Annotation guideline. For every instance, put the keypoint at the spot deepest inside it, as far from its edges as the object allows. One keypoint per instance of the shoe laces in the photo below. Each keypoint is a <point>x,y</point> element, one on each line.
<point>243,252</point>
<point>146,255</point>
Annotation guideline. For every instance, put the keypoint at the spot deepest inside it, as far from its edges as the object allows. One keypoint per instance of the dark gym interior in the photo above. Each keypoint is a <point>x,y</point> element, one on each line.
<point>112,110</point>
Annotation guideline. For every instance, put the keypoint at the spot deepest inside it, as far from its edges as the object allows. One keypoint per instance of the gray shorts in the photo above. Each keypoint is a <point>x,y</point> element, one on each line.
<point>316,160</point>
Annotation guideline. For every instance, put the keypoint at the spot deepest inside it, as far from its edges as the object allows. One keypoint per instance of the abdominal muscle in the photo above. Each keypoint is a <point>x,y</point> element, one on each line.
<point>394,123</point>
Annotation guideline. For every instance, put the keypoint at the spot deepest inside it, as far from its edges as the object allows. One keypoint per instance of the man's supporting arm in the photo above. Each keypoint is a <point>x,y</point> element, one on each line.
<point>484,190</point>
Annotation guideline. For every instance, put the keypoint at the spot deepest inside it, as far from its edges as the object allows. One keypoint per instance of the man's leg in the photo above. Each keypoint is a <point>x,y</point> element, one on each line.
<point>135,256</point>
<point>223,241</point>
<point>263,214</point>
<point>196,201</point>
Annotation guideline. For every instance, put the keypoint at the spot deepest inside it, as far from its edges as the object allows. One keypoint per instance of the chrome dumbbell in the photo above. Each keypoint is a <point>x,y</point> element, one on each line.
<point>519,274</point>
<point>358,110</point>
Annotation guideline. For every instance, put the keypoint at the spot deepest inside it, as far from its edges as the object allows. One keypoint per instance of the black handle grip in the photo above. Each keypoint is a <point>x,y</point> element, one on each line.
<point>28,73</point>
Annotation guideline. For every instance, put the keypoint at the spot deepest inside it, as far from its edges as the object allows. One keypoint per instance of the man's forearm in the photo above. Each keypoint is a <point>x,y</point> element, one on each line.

============

> [YOUR TASK]
Produce the material again exactly as it is shown above.

> [RESPONSE TO THE TASK]
Annotation guideline. For every instance, put the keypoint at the spot deepest inside it, as far from its edges as the object allows. One keypoint per instance of the shoe laces in the photo below. Each keypoint is a <point>x,y</point> element, one on each line.
<point>243,252</point>
<point>146,255</point>
Annotation guideline. For every instance, put the keypoint at the spot deepest inside it, as far from its edges as the object allows. One keypoint per instance of the dark gym interior in the photo above. Each keypoint is a <point>x,y</point> element, one on each line.
<point>112,110</point>
Annotation guideline. For every instance, put the keypoint at the spot deepest inside it, as far from its edges as the object allows. One keypoint per instance of the gray shorts in the photo above. Each keypoint is a <point>x,y</point> element, one on each line.
<point>316,160</point>
Annotation guideline. For every instance, put the keypoint at the spot deepest inside it, as far from its edges as the object allows. One keypoint per instance of the abdominal muscle in the photo above. Each keypoint is a <point>x,y</point> element, one on each line.
<point>394,123</point>
Annotation guideline. For every instance, put the keypoint at the spot deepest inside it, as far from its edges as the object allows. One keypoint per instance of the man's supporting arm in the photo above. Each keypoint is a <point>x,y</point> element, one on each line.
<point>484,190</point>
Annotation guideline. For every instance, put the keypoint at the spot deepest inside it, as far from its edges as the object allows. One keypoint per instance of the man's leg in the photo above. Each keypoint is a <point>x,y</point> element, one on each line.
<point>135,256</point>
<point>223,241</point>
<point>263,214</point>
<point>196,201</point>
Annotation guideline. For every instance, put the keypoint at the spot deepest inside it, as far from its edges as the object allows. One keypoint per instance of the chrome dumbbell in the photo above. Each keypoint is a <point>x,y</point> element, one on each line.
<point>519,274</point>
<point>358,110</point>
Annotation guideline. For every instance, put the keypoint at the spot deepest inside it, as far from its edges as the object allows. One keypoint per instance of the black handle grip in the photo above. Each keypoint is a <point>x,y</point> element, one on each line.
<point>28,73</point>
Annotation guideline. For every instance, put the keypoint at the spot deepest inside it, as far from its edges as the object allows. One keypoint per instance of the man's forearm in the photo above. Each keypoint is a <point>x,y</point> element, one on each line.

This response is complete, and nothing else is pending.